Reproduce, word for word, the portion of the text on estimating local model speed from "Calibration" to "discrete-GPU fit, 90%.".

(Text segment):
----------------

On a discrete GPU, a model that overflows VRAM isn't necessarily out of reach: llama.cpp can keep some layers on the GPU and offload the rest to system RAM, which runs — slowly, because the RAM-resident weights are read at a fraction of VRAM bandwidth each token. When that applies we show the offload speed and how much spills to RAM, assuming a typical desktop with ~64 GB of DDR5. Apple unified memory has no VRAM/RAM split, so offload doesn't apply there.
Calibration
The speed model is fitted against real measured token-generation benchmarks from the llama.cpp benchmark threads, XiongjieDai's GPU-Benchmarks-on-LLM-Inference, and LocalScore. The Apple-silicon fit explains 98% of the variance in the measured data; the discrete-GPU fit, 90%.
As the crowdsourced reports below accumulate, we periodically re-fit the same constants against the accepted submissions and update them when the data warrants — so every benchmark you contribute directly sharpens the estimates everyone sees.
These are estimates, shown as ranges. They're calibrated to the mainstream llama.cpp / Ollama setup, which is the default; the runtime selector adjusts the estimate for faster backends — MLX on Apple silicon, vLLM or ExLlamaV2 on discrete GPUs — using approximate per-runtime factors (themselves refined over time by the crowdsourced reports, which record the engine used). Real numbers also vary with OS, thermal state, and build. The goal is a reliable ballpark for every machine, not a benchmark. CPU-only estimates are not yet benchmark-calibrated and are rougher.

----------------

(Record excerpts):
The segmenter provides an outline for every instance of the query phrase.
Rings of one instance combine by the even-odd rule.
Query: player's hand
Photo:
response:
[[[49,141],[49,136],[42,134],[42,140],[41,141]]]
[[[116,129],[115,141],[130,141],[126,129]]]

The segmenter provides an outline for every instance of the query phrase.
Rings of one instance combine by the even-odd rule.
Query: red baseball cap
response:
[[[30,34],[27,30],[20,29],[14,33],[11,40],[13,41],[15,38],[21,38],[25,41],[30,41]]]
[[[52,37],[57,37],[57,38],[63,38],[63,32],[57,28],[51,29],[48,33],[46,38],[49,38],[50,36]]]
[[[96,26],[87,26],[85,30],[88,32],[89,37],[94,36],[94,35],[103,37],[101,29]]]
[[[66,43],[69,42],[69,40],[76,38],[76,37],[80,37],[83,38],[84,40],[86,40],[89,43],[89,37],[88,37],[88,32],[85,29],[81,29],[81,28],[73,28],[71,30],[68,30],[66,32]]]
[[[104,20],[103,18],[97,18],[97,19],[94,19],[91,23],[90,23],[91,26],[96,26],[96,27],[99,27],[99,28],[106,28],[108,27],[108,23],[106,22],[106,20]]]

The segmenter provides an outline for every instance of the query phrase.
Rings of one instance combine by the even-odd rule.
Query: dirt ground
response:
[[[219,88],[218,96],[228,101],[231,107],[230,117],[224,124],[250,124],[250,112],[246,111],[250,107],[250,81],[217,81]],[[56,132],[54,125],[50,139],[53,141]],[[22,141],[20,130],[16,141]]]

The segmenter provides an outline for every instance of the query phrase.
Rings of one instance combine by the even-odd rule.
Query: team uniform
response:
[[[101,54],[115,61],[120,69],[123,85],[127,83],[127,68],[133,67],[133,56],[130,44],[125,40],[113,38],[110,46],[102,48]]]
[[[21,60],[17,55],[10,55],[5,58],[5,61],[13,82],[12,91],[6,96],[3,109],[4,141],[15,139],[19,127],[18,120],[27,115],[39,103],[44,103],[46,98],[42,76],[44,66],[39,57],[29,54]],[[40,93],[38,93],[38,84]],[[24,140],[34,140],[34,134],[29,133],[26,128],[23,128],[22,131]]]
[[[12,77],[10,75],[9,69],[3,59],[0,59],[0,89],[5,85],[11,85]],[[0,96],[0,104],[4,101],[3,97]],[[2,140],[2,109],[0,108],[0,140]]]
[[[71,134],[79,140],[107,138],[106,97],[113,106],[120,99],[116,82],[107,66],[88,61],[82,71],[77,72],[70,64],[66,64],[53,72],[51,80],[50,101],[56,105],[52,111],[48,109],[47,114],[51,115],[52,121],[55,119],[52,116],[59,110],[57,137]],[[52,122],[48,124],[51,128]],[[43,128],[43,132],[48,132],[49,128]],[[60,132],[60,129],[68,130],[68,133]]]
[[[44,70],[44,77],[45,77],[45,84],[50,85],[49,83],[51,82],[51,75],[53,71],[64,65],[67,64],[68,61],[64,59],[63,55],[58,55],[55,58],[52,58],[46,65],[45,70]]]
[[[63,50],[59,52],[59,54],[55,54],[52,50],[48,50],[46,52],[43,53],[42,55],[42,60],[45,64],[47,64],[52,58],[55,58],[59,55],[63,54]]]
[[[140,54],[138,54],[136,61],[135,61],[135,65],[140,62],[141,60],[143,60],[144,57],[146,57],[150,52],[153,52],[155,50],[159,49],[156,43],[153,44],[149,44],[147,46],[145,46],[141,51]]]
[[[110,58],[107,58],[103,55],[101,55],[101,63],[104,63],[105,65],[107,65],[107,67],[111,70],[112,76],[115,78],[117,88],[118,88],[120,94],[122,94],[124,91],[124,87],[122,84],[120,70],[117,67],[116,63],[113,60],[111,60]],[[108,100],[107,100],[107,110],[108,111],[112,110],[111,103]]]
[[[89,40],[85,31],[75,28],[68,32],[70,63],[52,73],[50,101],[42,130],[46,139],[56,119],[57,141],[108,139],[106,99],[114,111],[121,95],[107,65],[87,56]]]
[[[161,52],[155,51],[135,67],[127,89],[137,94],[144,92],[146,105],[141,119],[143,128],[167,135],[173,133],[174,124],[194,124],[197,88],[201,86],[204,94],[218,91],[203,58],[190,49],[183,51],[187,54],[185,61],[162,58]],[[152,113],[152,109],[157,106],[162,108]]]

----------------

(The completed task):
Calibration
The speed model is fitted against real measured token-generation benchmarks from the llama.cpp benchmark threads, XiongjieDai's GPU-Benchmarks-on-LLM-Inference, and LocalScore. The Apple-silicon fit explains 98% of the variance in the measured data; the discrete-GPU fit, 90%.